-- Document extract --
START
Of 11 people on the management team when he arrived, two are gone. He said he invited one to resign and encouraged another to retire.
Of the total staff of 75, he said there’s been turnover of about 10.
Antonacci said he wouldn’t do anything that would lead to “diminution” of early voting during the 2020 elections. However, he said, it’s possible that some early voting locations could be moved.
Some locations may have low usage because they’re close to other early voting sites. Others may not be convenient. He said the low-turnout early-voting site at Nova Southeastern University may be moved. Adding early voting locations at colleges has been a priority for Democrats and liberal political organizations.
Of Broward County’s 22 early voting sites in the November 2018 election, NSU came in a distant last place with 4,871 voters. The next worst location had 6,991 voters, and it was just two miles from another early voting site. Both were in Pompano Beach.
He said finding locations for early voting and Election Day voting in neighborhoods is difficult.
END
-- Collected data --
START
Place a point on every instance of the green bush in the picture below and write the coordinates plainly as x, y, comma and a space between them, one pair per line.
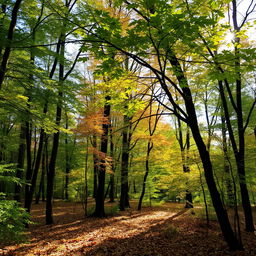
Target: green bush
END
-- Instruction --
Can you extend the Broward County early voting article past its last sentence, about how hard it is to find neighborhood voting locations?

-- Exercise answer --
Some management companies that work on behalf of condominium associations don’t want the hassle of having voting in their facilities, and encourage the condo boards to reject voting even though the condo residents like it.
Antonacci said he no longer wants Broward to lag the state, and sometimes the nation, in reporting accurate election results.
The goal, Antonacci said, is for Broward’s 2020 election results to be “timely and accurate and to beat the pants off of everybody. … My goal is to be first.”
Antonacci, 71, who doesn’t plan to run for the job in the 2020 election, said he has a particular incentive to get the job done well. “I don’t want my grandchildren to read my name in the paper in a negative way.”